• _Selected extract_:
=== Section Start ===

The Bank of Canada raised its benchmark interest rate to 1.5 per cent on Wednesday, marking a second straight increase of half a percentage point.
The 50-point move was widely expected by economists who predicted the central bank would raise rates for the third time this year in an effort to tamp down on high inflation levels.
Rising inflation impacting retirement plans
Wednesday’s increase marks the first time the Bank of Canada has hiked rates 50 basis points in back-to-back decisions in nearly 25 years.
“With the economy in excess demand, and inflation persisting well above target and expected to move higher in the near term, the Governing Council continues to judge that interest rates will need to rise further,” the Bank of Canada said in a statement.
“The pace of further increases in the policy rate will be guided by the Bank’s ongoing assessment of the economy and inflation, and the Governing Council is prepared to act more forcefully if needed to meet its commitment to achieve the two per cent inflation target.”
Interest rates expected to go up again
Initial rate hikes of 25 basis points in March followed by 50 basis points in April have already had a cooling effect on Canada’s housing market as rising mortgage rates keep more buyers on the sidelines.
Some cities including Toronto saw a slowdown in sales and a drop in prices last month.
Statistics Canada said the annual inflation rate was 6.8 per cent nationally in April, with the rising price of food and shelter pushing the Consumer Price Index (CPI) higher.
Small businesses to feel the pinch, CFIB says
The latest interest rate hike puts many small businesses in a tough position, said Simon Gaudreault, chief economist for the Canadian Federation of Independent Business (CFIB).

=== Section End ===

• _Material shown_:
=== Section Start ===

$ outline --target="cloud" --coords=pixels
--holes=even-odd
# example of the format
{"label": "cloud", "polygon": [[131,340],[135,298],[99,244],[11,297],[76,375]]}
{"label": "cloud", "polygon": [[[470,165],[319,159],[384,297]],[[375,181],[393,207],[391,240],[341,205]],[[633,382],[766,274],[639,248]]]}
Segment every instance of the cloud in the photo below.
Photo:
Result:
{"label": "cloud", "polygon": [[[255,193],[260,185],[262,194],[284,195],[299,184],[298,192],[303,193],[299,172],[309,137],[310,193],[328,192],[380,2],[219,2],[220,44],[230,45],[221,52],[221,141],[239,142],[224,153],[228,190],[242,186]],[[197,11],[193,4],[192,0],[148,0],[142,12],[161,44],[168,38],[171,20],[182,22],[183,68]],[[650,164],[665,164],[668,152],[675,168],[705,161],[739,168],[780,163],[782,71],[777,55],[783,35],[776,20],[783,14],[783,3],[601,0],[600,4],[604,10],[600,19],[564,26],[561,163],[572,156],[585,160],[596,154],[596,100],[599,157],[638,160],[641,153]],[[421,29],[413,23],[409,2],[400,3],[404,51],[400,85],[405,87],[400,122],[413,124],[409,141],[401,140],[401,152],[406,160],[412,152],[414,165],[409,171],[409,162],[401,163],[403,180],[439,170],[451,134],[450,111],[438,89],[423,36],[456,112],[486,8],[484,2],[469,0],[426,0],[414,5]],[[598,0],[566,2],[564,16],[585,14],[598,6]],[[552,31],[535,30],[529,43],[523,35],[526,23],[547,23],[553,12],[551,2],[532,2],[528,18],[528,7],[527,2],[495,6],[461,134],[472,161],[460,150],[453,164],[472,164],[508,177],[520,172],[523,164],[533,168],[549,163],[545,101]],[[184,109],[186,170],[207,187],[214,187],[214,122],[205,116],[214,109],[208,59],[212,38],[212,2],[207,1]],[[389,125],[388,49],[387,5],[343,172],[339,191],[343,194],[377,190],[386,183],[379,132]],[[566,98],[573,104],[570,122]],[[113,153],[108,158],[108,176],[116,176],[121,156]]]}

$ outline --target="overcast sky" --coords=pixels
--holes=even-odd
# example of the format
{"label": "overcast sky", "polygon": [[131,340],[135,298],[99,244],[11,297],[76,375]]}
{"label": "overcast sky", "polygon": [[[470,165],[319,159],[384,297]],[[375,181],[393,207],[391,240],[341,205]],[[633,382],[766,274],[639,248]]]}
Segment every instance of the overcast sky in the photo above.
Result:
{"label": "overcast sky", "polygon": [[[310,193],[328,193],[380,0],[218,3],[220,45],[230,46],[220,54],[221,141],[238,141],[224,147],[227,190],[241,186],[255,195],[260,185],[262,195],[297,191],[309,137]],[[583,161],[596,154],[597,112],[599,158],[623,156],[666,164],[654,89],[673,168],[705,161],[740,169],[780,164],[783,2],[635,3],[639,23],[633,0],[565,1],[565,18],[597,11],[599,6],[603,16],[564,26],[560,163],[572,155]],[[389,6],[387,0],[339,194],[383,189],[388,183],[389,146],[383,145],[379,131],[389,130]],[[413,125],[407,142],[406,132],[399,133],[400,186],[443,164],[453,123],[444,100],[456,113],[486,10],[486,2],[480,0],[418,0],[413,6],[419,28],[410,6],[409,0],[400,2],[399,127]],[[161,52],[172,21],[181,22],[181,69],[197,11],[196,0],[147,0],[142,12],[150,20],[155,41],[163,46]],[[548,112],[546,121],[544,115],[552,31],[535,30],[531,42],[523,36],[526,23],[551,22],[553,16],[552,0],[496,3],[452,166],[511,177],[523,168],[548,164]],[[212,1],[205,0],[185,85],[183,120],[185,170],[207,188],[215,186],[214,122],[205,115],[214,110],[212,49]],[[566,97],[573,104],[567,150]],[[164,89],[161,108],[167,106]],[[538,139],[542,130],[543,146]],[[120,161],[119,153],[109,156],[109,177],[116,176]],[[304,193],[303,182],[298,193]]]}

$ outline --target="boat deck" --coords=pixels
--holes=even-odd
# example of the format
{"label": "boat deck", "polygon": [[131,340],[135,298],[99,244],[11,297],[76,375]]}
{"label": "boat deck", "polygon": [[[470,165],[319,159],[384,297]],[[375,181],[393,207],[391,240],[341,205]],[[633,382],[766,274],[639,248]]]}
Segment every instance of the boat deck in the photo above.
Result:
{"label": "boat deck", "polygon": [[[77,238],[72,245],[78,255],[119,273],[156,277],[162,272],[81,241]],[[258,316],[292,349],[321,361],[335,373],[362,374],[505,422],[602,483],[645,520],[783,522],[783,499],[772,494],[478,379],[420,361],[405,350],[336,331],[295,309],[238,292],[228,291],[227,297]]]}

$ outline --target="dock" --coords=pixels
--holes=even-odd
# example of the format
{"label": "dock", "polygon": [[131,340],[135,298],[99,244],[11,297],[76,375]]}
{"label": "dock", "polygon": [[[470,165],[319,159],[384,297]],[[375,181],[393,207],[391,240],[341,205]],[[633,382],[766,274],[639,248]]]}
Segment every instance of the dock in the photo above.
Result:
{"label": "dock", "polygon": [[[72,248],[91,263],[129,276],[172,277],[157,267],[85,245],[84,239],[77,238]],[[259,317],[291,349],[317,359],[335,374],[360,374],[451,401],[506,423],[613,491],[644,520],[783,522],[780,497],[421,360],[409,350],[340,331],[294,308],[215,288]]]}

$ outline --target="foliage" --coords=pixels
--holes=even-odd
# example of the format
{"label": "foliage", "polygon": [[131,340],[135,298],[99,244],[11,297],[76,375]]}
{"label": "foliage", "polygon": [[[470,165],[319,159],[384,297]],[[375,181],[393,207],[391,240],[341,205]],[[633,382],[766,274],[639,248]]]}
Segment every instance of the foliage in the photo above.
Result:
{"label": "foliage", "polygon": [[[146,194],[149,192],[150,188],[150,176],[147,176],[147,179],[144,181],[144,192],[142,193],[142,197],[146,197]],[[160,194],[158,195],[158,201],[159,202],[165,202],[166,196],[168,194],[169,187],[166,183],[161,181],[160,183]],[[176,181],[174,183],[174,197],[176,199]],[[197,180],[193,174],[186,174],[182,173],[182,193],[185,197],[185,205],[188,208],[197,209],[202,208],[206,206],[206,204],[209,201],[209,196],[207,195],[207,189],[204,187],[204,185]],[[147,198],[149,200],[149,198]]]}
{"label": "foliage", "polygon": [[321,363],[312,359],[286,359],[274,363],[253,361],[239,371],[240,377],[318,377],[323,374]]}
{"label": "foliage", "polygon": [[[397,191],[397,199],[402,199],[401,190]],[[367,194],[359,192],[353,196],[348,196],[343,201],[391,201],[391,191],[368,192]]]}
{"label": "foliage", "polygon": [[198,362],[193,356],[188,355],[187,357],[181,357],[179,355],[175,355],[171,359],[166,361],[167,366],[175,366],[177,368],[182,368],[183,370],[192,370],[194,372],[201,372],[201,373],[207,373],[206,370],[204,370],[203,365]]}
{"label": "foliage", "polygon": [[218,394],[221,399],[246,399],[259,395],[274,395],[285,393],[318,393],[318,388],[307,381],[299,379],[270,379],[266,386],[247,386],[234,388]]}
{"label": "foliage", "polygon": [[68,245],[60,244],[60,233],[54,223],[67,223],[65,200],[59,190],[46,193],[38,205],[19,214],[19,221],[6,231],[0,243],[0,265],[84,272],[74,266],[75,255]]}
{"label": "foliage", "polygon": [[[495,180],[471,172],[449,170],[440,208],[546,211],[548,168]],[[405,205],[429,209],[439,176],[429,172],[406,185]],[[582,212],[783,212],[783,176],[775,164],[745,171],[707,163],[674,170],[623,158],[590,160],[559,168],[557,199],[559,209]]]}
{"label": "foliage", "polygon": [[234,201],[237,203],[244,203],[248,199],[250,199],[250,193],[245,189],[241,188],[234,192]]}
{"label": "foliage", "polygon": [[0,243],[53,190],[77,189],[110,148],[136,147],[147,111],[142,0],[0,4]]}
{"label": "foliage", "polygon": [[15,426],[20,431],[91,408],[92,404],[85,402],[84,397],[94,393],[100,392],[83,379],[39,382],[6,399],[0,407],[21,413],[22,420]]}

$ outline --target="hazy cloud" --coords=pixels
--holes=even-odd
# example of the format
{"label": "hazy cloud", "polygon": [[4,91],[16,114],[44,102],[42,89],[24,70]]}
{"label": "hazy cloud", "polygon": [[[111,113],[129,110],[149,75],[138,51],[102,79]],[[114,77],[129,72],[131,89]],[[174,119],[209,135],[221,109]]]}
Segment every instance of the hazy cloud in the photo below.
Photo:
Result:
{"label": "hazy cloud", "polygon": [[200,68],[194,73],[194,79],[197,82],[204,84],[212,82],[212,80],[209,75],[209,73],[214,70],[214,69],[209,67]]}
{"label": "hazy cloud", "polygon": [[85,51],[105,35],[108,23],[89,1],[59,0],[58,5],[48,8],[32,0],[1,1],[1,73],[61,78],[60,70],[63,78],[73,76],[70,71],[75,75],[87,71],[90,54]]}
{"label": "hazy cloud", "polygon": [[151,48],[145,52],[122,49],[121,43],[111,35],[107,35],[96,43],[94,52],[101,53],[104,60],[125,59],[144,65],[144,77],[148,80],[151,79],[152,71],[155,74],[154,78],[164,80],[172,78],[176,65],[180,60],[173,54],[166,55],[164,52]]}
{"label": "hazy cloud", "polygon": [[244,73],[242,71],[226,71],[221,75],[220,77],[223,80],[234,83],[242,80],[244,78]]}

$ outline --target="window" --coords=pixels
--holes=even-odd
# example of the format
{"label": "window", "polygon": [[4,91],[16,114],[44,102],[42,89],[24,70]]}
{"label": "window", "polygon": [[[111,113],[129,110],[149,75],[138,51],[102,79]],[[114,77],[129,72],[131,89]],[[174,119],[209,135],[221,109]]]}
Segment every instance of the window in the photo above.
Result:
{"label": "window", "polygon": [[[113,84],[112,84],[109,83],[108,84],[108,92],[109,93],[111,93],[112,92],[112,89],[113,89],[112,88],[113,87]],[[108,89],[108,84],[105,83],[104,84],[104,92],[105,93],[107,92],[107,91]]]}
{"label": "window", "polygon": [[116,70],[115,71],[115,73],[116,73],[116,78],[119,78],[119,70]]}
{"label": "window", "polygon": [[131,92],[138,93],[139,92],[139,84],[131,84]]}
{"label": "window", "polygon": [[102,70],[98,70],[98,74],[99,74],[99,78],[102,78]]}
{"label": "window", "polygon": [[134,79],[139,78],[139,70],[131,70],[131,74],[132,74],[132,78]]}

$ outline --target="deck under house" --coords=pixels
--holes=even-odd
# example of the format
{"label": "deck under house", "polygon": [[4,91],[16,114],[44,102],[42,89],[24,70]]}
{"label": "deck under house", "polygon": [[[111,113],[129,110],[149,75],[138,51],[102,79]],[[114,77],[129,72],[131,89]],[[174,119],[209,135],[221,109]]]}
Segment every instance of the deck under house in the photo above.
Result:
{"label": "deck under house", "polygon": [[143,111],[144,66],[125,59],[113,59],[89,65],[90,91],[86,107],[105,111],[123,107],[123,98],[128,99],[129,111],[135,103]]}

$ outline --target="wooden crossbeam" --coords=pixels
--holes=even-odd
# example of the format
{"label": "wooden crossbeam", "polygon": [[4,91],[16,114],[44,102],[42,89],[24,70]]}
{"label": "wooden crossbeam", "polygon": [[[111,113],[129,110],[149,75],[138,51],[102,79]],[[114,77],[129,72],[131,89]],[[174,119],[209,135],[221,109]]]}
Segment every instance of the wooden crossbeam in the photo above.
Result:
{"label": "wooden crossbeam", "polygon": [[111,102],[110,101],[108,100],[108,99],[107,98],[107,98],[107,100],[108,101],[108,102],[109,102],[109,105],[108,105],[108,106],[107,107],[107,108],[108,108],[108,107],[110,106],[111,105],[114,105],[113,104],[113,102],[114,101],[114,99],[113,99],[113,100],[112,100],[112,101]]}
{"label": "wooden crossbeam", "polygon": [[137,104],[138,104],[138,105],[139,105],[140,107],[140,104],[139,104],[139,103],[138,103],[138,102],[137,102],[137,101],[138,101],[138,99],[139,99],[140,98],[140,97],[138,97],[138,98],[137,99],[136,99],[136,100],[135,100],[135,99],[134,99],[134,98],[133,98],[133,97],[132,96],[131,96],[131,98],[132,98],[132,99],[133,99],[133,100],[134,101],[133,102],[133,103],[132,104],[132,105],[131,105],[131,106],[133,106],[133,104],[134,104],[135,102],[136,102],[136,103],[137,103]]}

=== Section End ===

• _Problems to work on_:
**a.** Rewrite the paragraph of the Bank of Canada rate article that begins "Initial rate hikes of 25 basis points" in fewer words, keeping its main facts.
**b.** Write the next part of the Bank of Canada rate article, picking up after its last sentence.

• _Written responses_:
**a.** Rate hikes of 25 basis points in March and 50 in April have already cooled Canada's housing market, as higher mortgage rates keep more buyers on the sidelines.

**b.**
“Only 35 per cent of businesses have no COVID debt, and the average debt for small businesses in Canada is $160,000. So obviously, if you go into a situation where the (economic) recovery is far from being completed for a lot of small businesses, other data is showing that only 40 per cent are back to normal pre-pandemic sales … a lot of small businesses are in a tough situation,” he told Global News.
Bank of Canada hikes key interest rate 50 basis points for 2nd time in a row
Finding ‘wiggle room’ on a fixed income: How to offset inflation in retirement
As her photography business picked up last year, Stephanie Haughton moved into a bigger home with her family and took on a mortgage at a variable rate as her agent suggested.
At the time, the rates were low, but the latest hikes mean the Bowmanville, Ont., small business owner may have to increase prices for her clients soon.
“I don’t have a huge mortgage,” she told Global News.
“I guess I’m fortunate but for me, it would still mean $100 a month. … If I don’t have a lot of clients that month, that’s an extra $100 I need to find for me and my kids.
“If I knew that this would have been a potential situation that I was getting myself into, I would have gone with a fixed rate last year. I was putting my trust in the mortgage agent, and obviously, he didn’t know what was going to happen, but I definitely regret choosing the variable rate. It’s stressful.”
Adapting to inflation in a post-COVID world
In Windsor, small business owner Christopher Courey told Global News rising inflation has put him in a tough balancing act.
“We’ve seen some products go up by two or 300 per cent from last year in terms of cost. They’re not high-dollar items, so they’re not that noticeable, but the percentage is quite large in both businesses that we have seen some pretty consistent price increases,” said Courey, who has two retail stores with his wife.
“In some cases, we’ve raised our retail prices and in other cases we have been kind of depending on what our feel is for the consumer and whether or not they can continue to purchase those items, or they’d then be price sensitive on them.
“With the supply chain, in terms of labour shortages, we have noticed that through our suppliers not being able to ship orders as frequently or as consistently because they themselves are facing labour shortages even though we may not have labour shortages in our small business, we’re feeling the ripple effects by them having labour shortages.”
How could this impact the housing market?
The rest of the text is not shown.